-- START TEXT EXCERPT --

As we've seen so far, Pandas is a very powerful, flexible tool for analyzing and visualizing tabular data.  Combining it with AstroPy's support for astronomy-specific data formats makes it especially handy for working with astronomical data. 

What DataFrames are not, however, are general purpose tables.  Each column must be of a specific data type and only certain data types are supported.  Multidimensional columns are also not supported, though they are by the complementary package [xarray](http://xarray.pydata.org/en/stable/). AstroPy Tables are much more general purpose and while the ability to convert between Tables and Pandas via the ``to_pandas()`` and ``from_pandas()`` methods works well, there are some caveats:

 - Tables with multi-dimensional columns cannot be converted.

-- END TEXT EXCERPT --
-- START DATA EXCERPT --

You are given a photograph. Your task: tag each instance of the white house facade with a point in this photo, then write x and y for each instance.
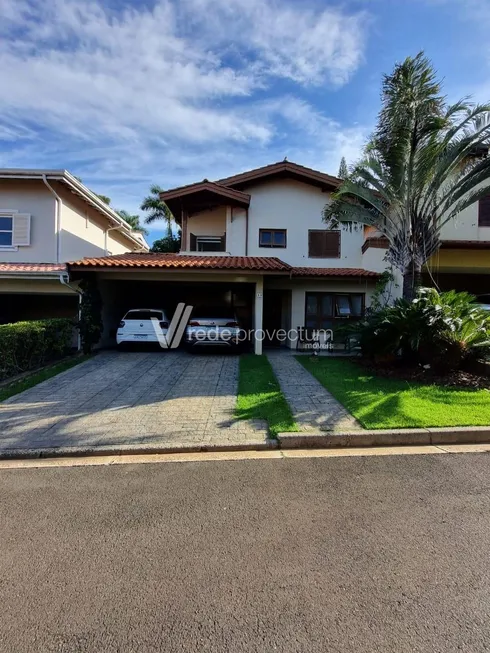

-- END DATA EXCERPT --

● THINGS TO DO:
(a) Name every software package mentioned in the passage on Pandas and AstroPy Tables.
(b) Continue the passage on Pandas and AstroPy Tables from the point where it stops.

● FINAL ANSWERS:
(a) Pandas, AstroPy, xarray

(b)
 - Masked values are converted to `numpy.nan`. Numerical columns, int or float, are thus converted to ``numpy.float`` while string columns with missing values are converted to object columns with ``numpy.nan`` values to indicate missing or masked data. Therefore, one cannot always round-trip between `Table` and `DataFrame`.
 
AstroPy Tables also support the use of Units, Quantities, and SkyCoords.  The ``QTable`` object is provided which is exactly like ``Table``, but ``Quantity`` is used for columns that have defined units.

In [None]:
from astropy.table import QTable
import astropy.units as u
from astropy.time import Time

In [None]:
t = Table()
t['index'] = [1, 2]
t['time'] = Time(['2001-01-02T12:34:56', '2001-02-03T00:01:02'])
t['velocity'] = [3, 4] * u.m / u.s
t

In [None]:
type(t['velocity'])

In [None]:
t['velocity'].unit

In [None]:
qtab = QTable(t)
type(qtab['velocity'])

In [None]:
(t['velocity'] ** 2).unit  # wrong

In [None]:
(qtab['velocity'] ** 2).unit  # right!

In [None]:
qtab.to_pandas()  # oops, can't do this...